WHAT YOU WILL DO
Lay out every line of the data that follows as a numbered list, omitting any blank lines.

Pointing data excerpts
-- -- --

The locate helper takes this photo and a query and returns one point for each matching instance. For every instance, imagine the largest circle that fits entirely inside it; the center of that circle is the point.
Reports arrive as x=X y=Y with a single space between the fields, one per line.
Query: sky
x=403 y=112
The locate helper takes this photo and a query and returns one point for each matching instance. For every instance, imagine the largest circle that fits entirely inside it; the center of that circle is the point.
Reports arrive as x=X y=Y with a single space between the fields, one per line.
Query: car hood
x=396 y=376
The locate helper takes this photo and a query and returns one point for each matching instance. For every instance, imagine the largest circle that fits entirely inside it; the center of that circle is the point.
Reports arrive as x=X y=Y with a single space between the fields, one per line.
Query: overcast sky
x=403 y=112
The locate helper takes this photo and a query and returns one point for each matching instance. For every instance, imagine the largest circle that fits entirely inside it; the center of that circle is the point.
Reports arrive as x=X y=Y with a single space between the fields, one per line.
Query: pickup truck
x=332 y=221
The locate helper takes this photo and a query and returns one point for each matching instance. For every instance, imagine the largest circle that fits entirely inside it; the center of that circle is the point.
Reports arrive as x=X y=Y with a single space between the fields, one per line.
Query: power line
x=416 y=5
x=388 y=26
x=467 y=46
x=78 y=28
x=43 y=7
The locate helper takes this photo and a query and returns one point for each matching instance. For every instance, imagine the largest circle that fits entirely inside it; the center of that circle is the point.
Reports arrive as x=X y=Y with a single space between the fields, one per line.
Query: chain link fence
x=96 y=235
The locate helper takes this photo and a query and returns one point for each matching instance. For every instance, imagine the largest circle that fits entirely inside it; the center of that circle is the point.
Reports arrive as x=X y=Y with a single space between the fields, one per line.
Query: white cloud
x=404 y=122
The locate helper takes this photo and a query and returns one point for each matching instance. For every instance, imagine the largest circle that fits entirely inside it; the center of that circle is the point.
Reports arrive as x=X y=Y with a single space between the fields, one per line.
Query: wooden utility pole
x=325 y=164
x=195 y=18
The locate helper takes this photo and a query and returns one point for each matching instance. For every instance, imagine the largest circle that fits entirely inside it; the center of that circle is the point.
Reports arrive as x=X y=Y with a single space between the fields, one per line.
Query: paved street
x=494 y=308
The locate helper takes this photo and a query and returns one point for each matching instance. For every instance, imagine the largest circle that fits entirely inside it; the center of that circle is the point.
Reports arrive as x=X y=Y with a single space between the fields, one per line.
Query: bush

-- -- --

SOLUTION TO THIS PROBLEM
1. The locate helper takes this photo and a query and returns one point for each matching instance. For every instance, imagine the largest circle that fits entirely inside it; the center of that circle is the point.
2. Reports arrive as x=X y=Y with a single space between the fields, one per line.
3. Query: sky
4. x=403 y=112
5. The locate helper takes this photo and a query and returns one point for each matching instance. For every instance, imagine the largest circle that fits entirely inside it; the center of that circle is the point.
6. Reports arrive as x=X y=Y with a single space between the fields, one per line.
7. Query: car hood
8. x=396 y=376
9. The locate helper takes this photo and a query and returns one point for each matching instance. For every instance, imagine the largest circle that fits entirely inside it; the center of that circle is the point.
10. Reports arrive as x=X y=Y with a single space between the fields, one per line.
11. Query: overcast sky
12. x=403 y=112
13. The locate helper takes this photo and a query and returns one point for each matching instance. For every instance, imagine the largest circle that fits entirely inside it; the center of that circle is the point.
14. Reports arrive as x=X y=Y with a single space between the fields, one per line.
15. Query: pickup truck
16. x=332 y=221
17. The locate helper takes this photo and a query and returns one point for each matching instance. For every instance, imagine the largest circle that fits entirely inside it; the center of that circle is the point.
18. Reports arrive as x=X y=Y with a single space between the fields, one per line.
19. Query: power line
20. x=416 y=5
21. x=388 y=26
22. x=467 y=46
23. x=78 y=28
24. x=43 y=7
25. The locate helper takes this photo and a query and returns one point for each matching instance. For every instance, imagine the largest circle that fits entirely inside it; the center of that circle is the point.
26. Reports arrive as x=X y=Y with a single space between the fields, one per line.
27. Query: chain link fence
28. x=96 y=235
29. The locate helper takes this photo and a query and returns one point for each matching instance. For every instance, imagine the largest circle that fits entirely inside it; the center of that circle is the point.
30. Reports arrive as x=X y=Y with a single space between the fields, one per line.
31. Query: white cloud
32. x=404 y=122
33. The locate helper takes this photo and a query and returns one point for each matching instance. For every instance, imagine the largest circle that fits entirely inside it; the center of that circle is the point.
34. Reports arrive as x=X y=Y with a single space between the fields, one per line.
35. Query: wooden utility pole
36. x=325 y=164
37. x=195 y=18
38. The locate helper takes this photo and a query and returns one point for each matching instance. For every instance, imagine the largest circle that fits entirely inside it; the center of that circle is the point.
39. Reports arrive as x=X y=Y with a single space between the fields, one per line.
40. Query: paved street
41. x=494 y=308
42. The locate helper takes this photo and a query and returns one point for each matching instance. For every instance, imagine the largest circle that fits entirely inside it; the center of that circle is the point.
43. Reports arrive as x=X y=Y with a single space between the fields, one per line.
44. Query: bush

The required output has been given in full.